* [WHAT THE TASK ASKS]:
Find every line in the records below that contains the word "concrete" and copy each one in full. Case counts.

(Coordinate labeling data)
===

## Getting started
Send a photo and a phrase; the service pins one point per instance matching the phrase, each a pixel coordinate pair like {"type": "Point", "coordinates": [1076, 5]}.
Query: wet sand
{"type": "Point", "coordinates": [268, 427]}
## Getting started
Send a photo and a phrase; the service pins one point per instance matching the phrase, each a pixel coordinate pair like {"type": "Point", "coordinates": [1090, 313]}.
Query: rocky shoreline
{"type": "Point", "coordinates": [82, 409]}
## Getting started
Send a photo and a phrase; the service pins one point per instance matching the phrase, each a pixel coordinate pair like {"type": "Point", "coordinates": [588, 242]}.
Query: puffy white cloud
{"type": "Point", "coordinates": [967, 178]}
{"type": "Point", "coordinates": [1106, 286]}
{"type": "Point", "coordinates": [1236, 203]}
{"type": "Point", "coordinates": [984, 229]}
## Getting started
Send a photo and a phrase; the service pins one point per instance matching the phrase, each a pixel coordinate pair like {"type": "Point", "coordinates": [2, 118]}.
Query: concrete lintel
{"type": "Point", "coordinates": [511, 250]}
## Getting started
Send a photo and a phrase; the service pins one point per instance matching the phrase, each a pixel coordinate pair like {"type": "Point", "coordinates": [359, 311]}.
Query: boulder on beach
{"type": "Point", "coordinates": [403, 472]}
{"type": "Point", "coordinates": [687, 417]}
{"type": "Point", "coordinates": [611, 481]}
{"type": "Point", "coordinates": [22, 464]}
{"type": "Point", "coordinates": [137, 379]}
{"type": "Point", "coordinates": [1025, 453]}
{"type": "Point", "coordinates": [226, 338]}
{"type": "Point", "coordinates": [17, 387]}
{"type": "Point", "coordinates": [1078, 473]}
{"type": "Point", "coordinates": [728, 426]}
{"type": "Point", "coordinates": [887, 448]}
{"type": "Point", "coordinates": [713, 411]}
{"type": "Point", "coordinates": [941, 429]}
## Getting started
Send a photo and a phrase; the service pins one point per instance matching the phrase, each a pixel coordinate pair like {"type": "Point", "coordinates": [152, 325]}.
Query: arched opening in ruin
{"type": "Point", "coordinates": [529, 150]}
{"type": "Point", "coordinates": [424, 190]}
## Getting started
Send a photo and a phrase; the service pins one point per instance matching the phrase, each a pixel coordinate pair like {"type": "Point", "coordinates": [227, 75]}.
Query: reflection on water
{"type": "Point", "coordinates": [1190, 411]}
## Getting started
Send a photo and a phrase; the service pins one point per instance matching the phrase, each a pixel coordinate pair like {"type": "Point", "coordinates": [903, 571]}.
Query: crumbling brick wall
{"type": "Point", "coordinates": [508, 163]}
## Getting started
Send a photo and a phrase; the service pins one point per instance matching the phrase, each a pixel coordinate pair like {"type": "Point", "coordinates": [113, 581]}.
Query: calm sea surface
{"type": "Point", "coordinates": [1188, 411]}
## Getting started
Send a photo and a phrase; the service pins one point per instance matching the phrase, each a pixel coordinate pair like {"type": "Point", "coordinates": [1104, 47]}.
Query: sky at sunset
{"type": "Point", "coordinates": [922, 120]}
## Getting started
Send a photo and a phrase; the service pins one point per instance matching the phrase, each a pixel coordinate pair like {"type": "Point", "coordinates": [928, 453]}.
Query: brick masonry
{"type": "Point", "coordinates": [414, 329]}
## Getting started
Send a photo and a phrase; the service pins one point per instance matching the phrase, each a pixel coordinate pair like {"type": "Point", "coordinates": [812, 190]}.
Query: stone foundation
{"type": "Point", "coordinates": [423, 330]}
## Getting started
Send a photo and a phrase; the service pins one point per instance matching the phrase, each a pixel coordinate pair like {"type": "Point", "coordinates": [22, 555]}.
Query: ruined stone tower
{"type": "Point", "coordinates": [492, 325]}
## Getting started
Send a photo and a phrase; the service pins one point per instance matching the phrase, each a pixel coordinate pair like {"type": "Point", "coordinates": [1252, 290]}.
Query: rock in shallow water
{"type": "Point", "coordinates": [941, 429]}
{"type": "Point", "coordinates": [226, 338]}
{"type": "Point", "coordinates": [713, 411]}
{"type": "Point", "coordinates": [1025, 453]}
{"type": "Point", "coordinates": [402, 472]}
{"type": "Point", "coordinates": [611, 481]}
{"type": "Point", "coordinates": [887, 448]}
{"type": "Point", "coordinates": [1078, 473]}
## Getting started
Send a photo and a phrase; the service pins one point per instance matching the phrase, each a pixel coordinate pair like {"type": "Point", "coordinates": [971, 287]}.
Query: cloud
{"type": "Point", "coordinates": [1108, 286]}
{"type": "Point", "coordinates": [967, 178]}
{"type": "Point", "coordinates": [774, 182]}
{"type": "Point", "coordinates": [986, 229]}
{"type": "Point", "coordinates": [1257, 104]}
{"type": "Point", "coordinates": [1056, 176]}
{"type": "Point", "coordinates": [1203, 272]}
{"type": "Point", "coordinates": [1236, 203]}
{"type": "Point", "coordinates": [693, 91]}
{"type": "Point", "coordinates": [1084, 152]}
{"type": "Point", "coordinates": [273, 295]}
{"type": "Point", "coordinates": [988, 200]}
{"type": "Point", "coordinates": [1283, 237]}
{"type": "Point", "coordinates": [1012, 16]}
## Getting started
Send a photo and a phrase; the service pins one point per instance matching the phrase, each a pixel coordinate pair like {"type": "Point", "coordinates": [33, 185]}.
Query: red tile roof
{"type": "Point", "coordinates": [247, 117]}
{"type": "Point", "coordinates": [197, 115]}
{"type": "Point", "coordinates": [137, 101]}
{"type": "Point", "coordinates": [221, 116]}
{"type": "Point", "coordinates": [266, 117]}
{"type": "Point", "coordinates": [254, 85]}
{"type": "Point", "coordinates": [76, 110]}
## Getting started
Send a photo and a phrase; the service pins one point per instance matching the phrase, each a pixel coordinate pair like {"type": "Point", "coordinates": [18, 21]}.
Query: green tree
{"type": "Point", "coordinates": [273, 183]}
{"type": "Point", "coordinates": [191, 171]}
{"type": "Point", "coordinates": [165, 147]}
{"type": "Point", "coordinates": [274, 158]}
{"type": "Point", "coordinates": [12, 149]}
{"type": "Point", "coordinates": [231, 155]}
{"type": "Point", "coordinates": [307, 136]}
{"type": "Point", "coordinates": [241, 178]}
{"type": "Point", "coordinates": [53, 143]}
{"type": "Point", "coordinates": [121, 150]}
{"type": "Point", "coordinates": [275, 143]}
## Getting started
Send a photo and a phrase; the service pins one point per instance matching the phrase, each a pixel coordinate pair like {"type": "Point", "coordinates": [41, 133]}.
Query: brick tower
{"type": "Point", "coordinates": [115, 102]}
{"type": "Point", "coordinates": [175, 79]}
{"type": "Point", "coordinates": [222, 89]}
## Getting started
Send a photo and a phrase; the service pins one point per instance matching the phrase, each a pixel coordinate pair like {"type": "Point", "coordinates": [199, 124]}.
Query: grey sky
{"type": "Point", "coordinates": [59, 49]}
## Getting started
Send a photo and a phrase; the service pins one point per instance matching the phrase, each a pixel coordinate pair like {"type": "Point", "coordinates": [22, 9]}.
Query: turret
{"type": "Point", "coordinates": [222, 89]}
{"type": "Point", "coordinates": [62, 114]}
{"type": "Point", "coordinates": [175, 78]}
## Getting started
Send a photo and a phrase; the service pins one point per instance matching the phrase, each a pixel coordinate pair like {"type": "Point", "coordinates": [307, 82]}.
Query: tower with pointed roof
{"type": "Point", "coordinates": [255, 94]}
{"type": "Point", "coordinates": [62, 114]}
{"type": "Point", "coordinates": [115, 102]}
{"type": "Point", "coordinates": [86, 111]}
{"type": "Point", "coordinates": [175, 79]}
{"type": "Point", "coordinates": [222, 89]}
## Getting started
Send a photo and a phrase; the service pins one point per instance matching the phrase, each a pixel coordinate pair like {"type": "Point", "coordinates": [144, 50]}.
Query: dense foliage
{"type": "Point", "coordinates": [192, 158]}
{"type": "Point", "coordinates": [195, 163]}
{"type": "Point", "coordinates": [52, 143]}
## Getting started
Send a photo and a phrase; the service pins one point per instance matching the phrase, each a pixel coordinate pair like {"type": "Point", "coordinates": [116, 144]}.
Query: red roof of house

===

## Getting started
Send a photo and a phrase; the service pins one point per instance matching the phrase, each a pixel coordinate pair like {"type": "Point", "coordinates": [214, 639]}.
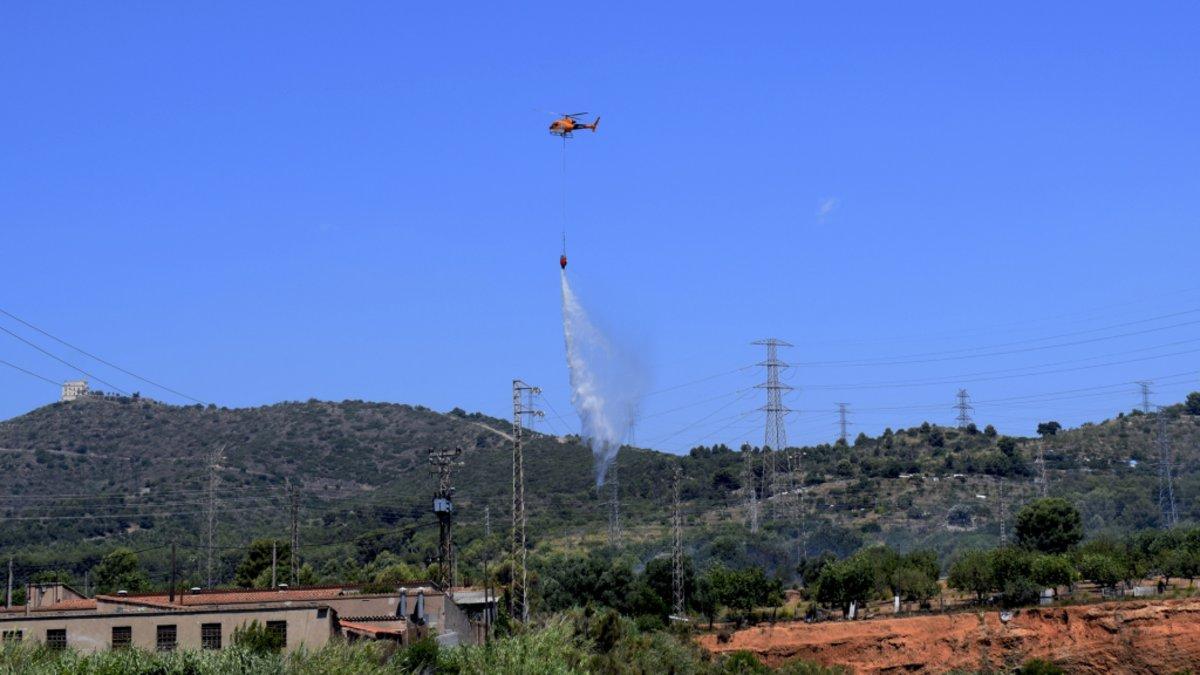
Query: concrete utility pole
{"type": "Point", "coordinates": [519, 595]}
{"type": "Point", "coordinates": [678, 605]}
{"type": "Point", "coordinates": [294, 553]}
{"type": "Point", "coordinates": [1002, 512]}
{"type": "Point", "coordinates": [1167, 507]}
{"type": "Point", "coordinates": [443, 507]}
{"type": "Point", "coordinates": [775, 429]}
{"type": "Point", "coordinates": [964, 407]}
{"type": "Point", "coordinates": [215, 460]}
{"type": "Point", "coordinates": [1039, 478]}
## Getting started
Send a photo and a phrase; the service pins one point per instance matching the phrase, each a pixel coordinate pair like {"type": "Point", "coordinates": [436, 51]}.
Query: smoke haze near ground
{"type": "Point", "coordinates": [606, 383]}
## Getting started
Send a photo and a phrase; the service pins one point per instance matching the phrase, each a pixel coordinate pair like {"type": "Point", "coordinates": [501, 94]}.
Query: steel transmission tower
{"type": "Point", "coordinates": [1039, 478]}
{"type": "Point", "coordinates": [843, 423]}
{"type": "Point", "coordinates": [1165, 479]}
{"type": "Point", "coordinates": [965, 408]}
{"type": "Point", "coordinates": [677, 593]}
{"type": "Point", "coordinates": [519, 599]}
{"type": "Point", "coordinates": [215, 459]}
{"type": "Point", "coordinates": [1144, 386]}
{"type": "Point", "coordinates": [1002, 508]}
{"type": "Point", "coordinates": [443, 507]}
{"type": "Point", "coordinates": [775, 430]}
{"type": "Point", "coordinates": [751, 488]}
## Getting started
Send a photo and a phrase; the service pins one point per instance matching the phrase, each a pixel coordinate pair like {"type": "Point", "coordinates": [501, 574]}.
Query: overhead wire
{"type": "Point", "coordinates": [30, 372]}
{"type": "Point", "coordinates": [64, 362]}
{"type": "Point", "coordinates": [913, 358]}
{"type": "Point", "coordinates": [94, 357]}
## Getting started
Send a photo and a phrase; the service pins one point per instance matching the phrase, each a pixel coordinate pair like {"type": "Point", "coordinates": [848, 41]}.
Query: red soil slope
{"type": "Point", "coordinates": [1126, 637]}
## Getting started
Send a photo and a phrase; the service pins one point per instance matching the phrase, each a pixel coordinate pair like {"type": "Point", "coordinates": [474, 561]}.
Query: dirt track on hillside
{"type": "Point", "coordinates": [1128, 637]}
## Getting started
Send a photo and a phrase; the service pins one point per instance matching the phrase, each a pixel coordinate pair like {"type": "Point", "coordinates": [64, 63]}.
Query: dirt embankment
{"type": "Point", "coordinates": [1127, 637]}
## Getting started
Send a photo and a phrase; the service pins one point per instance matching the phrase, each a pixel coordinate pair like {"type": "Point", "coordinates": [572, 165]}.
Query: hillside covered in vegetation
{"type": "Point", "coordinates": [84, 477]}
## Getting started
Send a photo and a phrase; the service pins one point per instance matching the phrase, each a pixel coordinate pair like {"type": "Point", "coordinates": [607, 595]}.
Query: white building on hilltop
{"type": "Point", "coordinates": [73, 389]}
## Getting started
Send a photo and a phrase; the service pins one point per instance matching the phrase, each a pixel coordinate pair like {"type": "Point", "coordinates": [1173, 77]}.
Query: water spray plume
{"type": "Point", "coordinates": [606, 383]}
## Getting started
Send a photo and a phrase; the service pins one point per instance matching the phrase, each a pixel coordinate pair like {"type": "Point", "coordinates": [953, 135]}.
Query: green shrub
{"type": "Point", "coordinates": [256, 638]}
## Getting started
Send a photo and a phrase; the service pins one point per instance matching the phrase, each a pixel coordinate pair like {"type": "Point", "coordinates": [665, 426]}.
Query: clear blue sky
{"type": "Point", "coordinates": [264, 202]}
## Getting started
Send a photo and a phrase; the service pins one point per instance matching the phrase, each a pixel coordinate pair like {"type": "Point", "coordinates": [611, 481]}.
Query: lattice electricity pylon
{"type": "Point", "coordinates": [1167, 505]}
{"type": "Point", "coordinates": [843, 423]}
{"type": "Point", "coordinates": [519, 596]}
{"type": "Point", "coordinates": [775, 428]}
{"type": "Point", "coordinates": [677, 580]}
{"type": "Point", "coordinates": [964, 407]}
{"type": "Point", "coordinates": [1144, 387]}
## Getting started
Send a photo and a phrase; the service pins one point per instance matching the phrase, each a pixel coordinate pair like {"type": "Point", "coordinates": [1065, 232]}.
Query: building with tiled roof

===

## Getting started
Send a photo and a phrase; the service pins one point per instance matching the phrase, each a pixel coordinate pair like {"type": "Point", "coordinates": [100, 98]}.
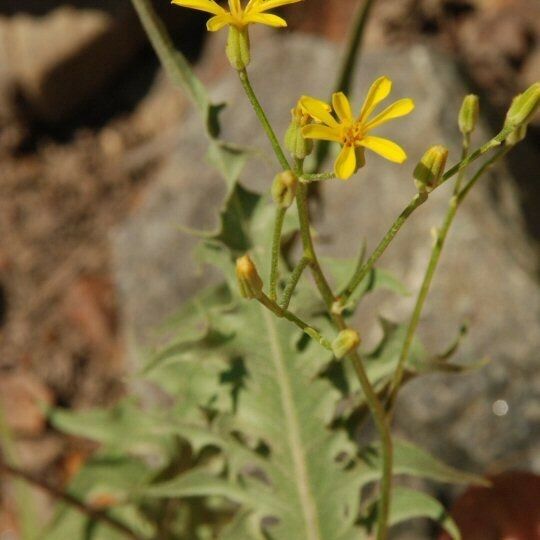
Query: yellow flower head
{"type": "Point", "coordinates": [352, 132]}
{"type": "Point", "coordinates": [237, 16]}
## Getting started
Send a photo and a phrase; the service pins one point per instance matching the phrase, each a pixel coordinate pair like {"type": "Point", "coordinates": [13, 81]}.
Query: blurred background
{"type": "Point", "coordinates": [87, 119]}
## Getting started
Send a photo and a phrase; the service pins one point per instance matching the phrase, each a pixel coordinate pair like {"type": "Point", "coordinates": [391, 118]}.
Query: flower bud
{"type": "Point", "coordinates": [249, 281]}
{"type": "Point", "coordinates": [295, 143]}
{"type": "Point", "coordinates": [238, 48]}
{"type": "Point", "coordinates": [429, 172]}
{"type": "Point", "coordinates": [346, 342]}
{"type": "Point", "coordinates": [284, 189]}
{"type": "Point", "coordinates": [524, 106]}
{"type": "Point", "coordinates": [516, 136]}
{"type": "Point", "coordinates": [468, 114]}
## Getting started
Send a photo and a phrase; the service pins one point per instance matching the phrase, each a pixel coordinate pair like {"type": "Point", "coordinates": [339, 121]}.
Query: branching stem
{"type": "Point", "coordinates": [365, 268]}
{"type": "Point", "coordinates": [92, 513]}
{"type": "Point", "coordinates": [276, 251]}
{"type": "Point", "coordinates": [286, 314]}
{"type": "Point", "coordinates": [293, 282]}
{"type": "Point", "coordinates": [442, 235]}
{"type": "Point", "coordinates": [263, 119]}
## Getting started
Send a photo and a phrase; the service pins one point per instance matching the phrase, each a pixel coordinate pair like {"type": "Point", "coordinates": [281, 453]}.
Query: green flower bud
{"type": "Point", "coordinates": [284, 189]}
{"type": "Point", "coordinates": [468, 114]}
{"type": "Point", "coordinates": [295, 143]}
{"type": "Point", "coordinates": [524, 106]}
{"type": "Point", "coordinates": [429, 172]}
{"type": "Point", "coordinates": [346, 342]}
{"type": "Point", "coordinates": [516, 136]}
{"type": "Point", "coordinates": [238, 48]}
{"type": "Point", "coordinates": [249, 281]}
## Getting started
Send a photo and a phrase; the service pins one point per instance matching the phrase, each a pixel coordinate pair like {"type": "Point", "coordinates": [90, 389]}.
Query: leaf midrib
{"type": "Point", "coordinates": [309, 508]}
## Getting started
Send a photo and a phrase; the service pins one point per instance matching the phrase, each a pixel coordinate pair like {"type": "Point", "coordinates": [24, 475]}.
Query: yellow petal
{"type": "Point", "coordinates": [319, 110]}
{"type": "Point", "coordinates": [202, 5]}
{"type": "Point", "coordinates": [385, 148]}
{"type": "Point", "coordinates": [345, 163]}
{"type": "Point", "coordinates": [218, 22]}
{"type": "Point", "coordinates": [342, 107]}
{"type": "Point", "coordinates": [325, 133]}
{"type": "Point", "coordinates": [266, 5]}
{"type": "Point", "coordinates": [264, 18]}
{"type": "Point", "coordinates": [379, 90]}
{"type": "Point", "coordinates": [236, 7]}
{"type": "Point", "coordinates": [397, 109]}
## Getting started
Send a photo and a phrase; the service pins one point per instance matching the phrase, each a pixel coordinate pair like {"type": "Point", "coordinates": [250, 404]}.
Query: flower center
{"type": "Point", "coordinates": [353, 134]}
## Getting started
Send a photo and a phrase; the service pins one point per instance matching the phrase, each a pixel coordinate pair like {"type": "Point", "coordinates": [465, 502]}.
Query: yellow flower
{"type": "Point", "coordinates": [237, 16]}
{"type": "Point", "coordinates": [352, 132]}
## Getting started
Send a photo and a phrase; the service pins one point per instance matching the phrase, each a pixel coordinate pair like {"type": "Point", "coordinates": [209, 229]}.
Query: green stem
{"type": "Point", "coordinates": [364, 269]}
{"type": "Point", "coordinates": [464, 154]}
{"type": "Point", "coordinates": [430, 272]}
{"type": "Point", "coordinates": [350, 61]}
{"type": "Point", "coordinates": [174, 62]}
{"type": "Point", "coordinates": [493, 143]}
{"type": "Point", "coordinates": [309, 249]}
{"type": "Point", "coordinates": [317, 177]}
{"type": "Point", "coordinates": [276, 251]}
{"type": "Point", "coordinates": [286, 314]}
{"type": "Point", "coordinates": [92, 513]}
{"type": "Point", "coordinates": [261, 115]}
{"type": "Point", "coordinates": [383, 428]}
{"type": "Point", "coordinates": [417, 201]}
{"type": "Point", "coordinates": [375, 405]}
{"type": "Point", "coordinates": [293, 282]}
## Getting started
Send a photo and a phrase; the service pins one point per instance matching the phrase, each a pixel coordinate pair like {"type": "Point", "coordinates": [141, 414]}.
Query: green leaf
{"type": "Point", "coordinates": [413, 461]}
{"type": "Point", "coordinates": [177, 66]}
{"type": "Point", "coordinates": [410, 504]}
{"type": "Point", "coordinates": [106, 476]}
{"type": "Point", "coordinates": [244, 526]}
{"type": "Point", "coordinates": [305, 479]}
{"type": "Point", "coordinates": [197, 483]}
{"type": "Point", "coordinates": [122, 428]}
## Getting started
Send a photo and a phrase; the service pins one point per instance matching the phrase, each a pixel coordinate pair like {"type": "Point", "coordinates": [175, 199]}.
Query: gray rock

===

* [COMPLETE OUTPUT]:
Query: concrete lintel
Query: concrete utility pole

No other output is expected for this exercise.